Every time I hear a parent brag that her child is her best friend, I cringe and think, “Well, that’s too bad.”  The job description of parent is mighty long—nurturer, teacher, advisor, consultant, guide, spotter, disciplinarian, consoler, cheerleader.  But I am quite sure “friend” is not on the list.

 I fully believe that you really like your child, that there are times when you get along like peas and carrots, that you say you can read each other’s minds. But your child, whether young or old, needs you to be her parent. She has enough friends, and so do you.

I know that you don’t get to spend much time with your child; both of your schedules are packed 24/7.  So you want what little time you have together to be pleasant. I know it’s just easier to say yes, and everyone will be happy…for the moment.

Dataset entries
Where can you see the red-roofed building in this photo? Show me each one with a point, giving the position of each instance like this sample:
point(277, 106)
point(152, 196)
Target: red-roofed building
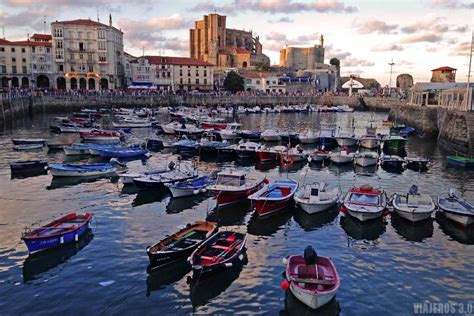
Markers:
point(171, 73)
point(443, 74)
point(88, 55)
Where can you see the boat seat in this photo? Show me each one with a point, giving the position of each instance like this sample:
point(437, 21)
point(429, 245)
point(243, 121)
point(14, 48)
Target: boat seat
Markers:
point(307, 271)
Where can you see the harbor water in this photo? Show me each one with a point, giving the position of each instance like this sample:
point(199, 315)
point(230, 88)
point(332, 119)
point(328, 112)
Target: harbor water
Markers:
point(385, 266)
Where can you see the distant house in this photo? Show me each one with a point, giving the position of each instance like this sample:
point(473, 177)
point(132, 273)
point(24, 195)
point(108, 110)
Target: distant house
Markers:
point(443, 74)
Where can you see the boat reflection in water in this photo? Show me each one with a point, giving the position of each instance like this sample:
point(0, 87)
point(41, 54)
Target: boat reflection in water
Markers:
point(149, 196)
point(413, 231)
point(313, 221)
point(64, 182)
point(462, 234)
point(159, 278)
point(267, 226)
point(293, 306)
point(203, 289)
point(37, 264)
point(368, 230)
point(229, 215)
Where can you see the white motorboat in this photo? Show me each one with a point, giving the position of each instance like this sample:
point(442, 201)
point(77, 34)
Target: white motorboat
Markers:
point(310, 137)
point(230, 132)
point(314, 198)
point(456, 209)
point(365, 203)
point(366, 158)
point(413, 206)
point(271, 135)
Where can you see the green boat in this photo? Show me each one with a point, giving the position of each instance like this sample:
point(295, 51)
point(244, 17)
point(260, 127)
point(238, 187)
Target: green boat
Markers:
point(461, 161)
point(394, 142)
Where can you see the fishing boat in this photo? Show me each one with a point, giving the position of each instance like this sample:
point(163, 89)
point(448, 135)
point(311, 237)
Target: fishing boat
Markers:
point(273, 197)
point(460, 161)
point(413, 206)
point(181, 244)
point(311, 278)
point(122, 152)
point(456, 209)
point(233, 186)
point(28, 141)
point(246, 150)
point(316, 197)
point(28, 166)
point(310, 137)
point(366, 158)
point(265, 154)
point(392, 161)
point(271, 135)
point(230, 132)
point(59, 232)
point(86, 170)
point(365, 203)
point(319, 155)
point(341, 157)
point(219, 252)
point(25, 147)
point(416, 163)
point(193, 186)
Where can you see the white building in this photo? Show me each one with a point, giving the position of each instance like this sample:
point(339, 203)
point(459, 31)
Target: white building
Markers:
point(88, 55)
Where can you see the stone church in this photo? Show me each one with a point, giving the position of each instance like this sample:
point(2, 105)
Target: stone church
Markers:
point(212, 42)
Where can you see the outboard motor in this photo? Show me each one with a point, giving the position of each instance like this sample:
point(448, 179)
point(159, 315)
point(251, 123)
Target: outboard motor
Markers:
point(452, 193)
point(413, 190)
point(310, 256)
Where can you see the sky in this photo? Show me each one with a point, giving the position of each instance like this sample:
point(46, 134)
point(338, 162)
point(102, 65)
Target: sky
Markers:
point(419, 35)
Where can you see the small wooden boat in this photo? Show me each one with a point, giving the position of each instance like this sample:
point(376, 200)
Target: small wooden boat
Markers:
point(181, 244)
point(365, 203)
point(366, 158)
point(314, 198)
point(311, 278)
point(413, 206)
point(57, 233)
point(460, 161)
point(233, 186)
point(28, 147)
point(456, 209)
point(274, 197)
point(28, 165)
point(219, 252)
point(28, 141)
point(87, 170)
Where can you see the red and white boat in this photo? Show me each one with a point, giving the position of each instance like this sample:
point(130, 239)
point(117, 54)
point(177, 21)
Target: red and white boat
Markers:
point(101, 136)
point(365, 203)
point(311, 278)
point(233, 186)
point(274, 197)
point(266, 154)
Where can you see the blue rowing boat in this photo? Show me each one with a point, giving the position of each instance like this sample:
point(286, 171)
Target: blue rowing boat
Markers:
point(57, 233)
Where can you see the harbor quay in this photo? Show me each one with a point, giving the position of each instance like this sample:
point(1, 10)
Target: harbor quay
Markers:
point(454, 129)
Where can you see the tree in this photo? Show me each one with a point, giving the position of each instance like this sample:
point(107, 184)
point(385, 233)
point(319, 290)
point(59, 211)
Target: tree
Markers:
point(234, 82)
point(335, 62)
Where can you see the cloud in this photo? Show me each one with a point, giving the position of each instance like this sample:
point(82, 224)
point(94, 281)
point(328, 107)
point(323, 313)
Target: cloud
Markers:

Task details
Continue the piece about parents trying to be their child's friend, starting after its last sentence. The records were taken from a different source than the text.

Task output
I was told the story of a 15 year old girl who was invited to a party at a school mate’s house.   Her mother, as she has always done, called the party giver’s parents to check on the plan. The father shared that he was okay with beer and vodka, “… but I draw the line at weed.”  (No joke!)  His response to the supervision question was, “I’m not the kind of dad who checks on the kids all the time, but I will be at home.” Upon hearing the news that she would not be going to the party, the girl was furious, really furious.  It lasted many hours. But the next day it was as if it had never happened. “In fact,” Mom said, “she was unusually friendly and warm.”

Being a parent requires you to make some tough calls, to be unpopular, even hated sometimes. You will be the meanest mom in the world and threatened with a child who wants to live with another family, maybe run away. You will feel like a salmon swimming upstream when you’re told that alllllllllllll the other kids’ parents said they could, and you still say no.  But this IS your job.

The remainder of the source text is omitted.